| CONSIGNA 1 |
¿Cuántos nuevos términos y expresiones incorporó la actualización 23.8 del Diccionario de la lengua española, según el texto sobre el vocabulario?
| CONSIGNA 2 |
Devuelve sin cambios el tramo del texto sobre el vocabulario que va desde "Hace exactamente dos" hasta "de la idea.".

| TEXTO DEL DOCUMENTO |

▼

Hace exactamente dos semanas, Joaquín Morales Solá terminaba su columna dominical con la palabra “parvedad”. Seguramente, hubo muchos lectores que fueron a buscarla al diccionario. Podía deducirse su significado sin acudir a la Real Academia Española o, si se quiere, a la inteligencia artificial, pero había que leerla en el contexto de la frase para apreciar lo bien que remataba el sentido de la idea.
Nos fuimos quedando con pocas palabras en el uso cotidiano. Nuestro idioma registra más de 90.000 vocablos. Según diversos estudios, los adultos en la Argentina usamos en promedio apenas unas 500 palabras y los adolescentes, poco menos de 300. Se crean nuevas, es cierto, y son recogidas por la RAE. Sin ir más lejos, el 10 del mes pasado, esa entidad presentó la actualización 23.8 del Diccionario de la lengua española (DLE), con la incorporación de 4074 nuevos términos y expresiones, nuevas acepciones, enmiendas a artículos ya existentes y supresiones. Entre otras palabras y modismos, ingresaron espóiler, granularidad, macroencuesta y sérum. También formas complejas –las compuestas por más de una palabra– como centro de salud, unidad móvil, voto castigo o de castigo, zona cero o zona de confort y otras vinculadas a oficios y profesiones, como teletrabajar, micelar, barista, frapé, infusionar, varietal, wasabi, rapear, desendeudamiento, atencional y pósnet.
Y vaya si se lo consulta: durante la pandemia, el diccionario de la lengua española alcanzó el récord de 1000 millones de preguntas entre febrero de 2020 y enero de 2021. Debe ser una de las pocas cosas buenas que dejó la tragedia del coronavirus, al menos entre los hispanohablantes: mantenernos encerrados nos hizo un poco más curiosos en las formas del decir.

▲

Entradas almacenadas
▼

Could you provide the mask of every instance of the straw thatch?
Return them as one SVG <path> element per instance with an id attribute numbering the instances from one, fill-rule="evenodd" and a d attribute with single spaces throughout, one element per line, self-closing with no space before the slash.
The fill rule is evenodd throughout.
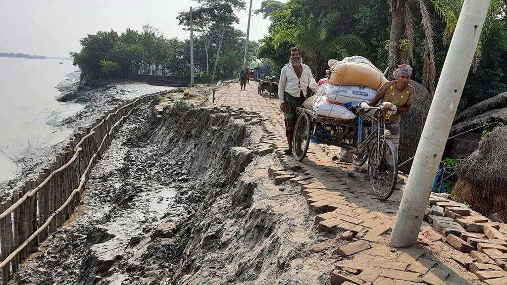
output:
<path id="1" fill-rule="evenodd" d="M 507 92 L 478 103 L 454 119 L 451 135 L 480 127 L 485 123 L 507 122 Z"/>
<path id="2" fill-rule="evenodd" d="M 499 94 L 466 109 L 454 118 L 454 123 L 465 121 L 494 109 L 507 108 L 507 92 Z"/>
<path id="3" fill-rule="evenodd" d="M 402 115 L 400 125 L 400 146 L 398 147 L 398 162 L 401 164 L 415 155 L 421 133 L 424 127 L 428 111 L 433 96 L 427 89 L 419 83 L 410 81 L 410 85 L 415 89 L 414 103 L 407 114 Z M 400 168 L 400 171 L 408 173 L 412 162 Z"/>
<path id="4" fill-rule="evenodd" d="M 458 166 L 452 194 L 489 217 L 498 212 L 507 220 L 507 127 L 498 128 Z"/>

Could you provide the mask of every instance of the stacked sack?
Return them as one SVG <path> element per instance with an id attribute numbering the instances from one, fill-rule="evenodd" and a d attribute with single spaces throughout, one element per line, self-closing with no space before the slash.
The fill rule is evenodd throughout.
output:
<path id="1" fill-rule="evenodd" d="M 358 56 L 341 61 L 328 61 L 331 75 L 327 82 L 319 81 L 317 95 L 305 102 L 303 106 L 317 115 L 343 120 L 355 118 L 345 105 L 352 102 L 370 102 L 377 90 L 387 81 L 382 72 L 366 58 Z"/>

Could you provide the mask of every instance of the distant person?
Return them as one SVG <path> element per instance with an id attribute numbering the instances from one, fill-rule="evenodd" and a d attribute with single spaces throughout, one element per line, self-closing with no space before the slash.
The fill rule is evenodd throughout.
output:
<path id="1" fill-rule="evenodd" d="M 242 69 L 239 72 L 239 79 L 238 80 L 239 82 L 239 90 L 245 90 L 246 87 L 246 69 Z"/>
<path id="2" fill-rule="evenodd" d="M 381 101 L 390 102 L 394 106 L 385 116 L 385 126 L 391 132 L 391 141 L 398 149 L 400 144 L 400 122 L 402 114 L 409 112 L 412 103 L 415 89 L 409 84 L 412 68 L 408 64 L 398 65 L 393 74 L 395 81 L 387 81 L 377 91 L 377 96 L 370 103 L 376 106 Z"/>
<path id="3" fill-rule="evenodd" d="M 298 119 L 296 109 L 306 99 L 306 89 L 316 91 L 318 86 L 313 78 L 312 70 L 302 62 L 297 47 L 289 50 L 289 62 L 282 68 L 278 83 L 278 99 L 280 110 L 285 115 L 285 136 L 288 148 L 283 151 L 286 154 L 292 153 L 292 137 L 294 125 Z"/>

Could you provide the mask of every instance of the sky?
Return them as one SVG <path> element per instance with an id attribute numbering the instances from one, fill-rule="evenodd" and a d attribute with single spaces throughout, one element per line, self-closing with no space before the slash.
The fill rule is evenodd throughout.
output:
<path id="1" fill-rule="evenodd" d="M 247 1 L 248 0 L 246 0 Z M 252 0 L 252 10 L 262 0 Z M 286 2 L 286 1 L 282 1 Z M 236 13 L 236 28 L 246 32 L 248 9 Z M 176 17 L 199 4 L 191 0 L 0 0 L 0 52 L 67 57 L 79 51 L 79 41 L 99 30 L 140 31 L 149 24 L 166 38 L 188 39 Z M 250 40 L 267 34 L 269 19 L 253 13 Z"/>

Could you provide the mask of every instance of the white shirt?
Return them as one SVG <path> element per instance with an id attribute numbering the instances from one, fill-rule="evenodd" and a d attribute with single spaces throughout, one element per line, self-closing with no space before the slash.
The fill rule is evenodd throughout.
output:
<path id="1" fill-rule="evenodd" d="M 315 90 L 318 85 L 315 82 L 310 67 L 301 63 L 303 69 L 301 77 L 298 78 L 294 67 L 290 63 L 287 63 L 282 68 L 280 73 L 280 81 L 278 82 L 278 99 L 280 103 L 283 103 L 284 97 L 283 92 L 286 92 L 293 97 L 299 98 L 300 92 L 306 96 L 306 88 L 310 85 L 310 89 Z"/>

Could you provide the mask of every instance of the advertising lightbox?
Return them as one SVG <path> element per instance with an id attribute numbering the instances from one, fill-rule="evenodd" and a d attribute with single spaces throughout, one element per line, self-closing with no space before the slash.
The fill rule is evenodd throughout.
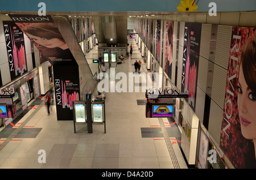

▲

| RESULTADO 1 |
4074 nuevos términos y expresiones.

| RESULTADO 2 |
Hace exactamente dos semanas, Joaquín Morales Solá terminaba su columna dominical con la palabra “parvedad”. Seguramente, hubo muchos lectores que fueron a buscarla al diccionario. Podía deducirse su significado sin acudir a la Real Academia Española o, si se quiere, a la inteligencia artificial, pero había que leerla en el contexto de la frase para apreciar lo bien que remataba el sentido de la idea.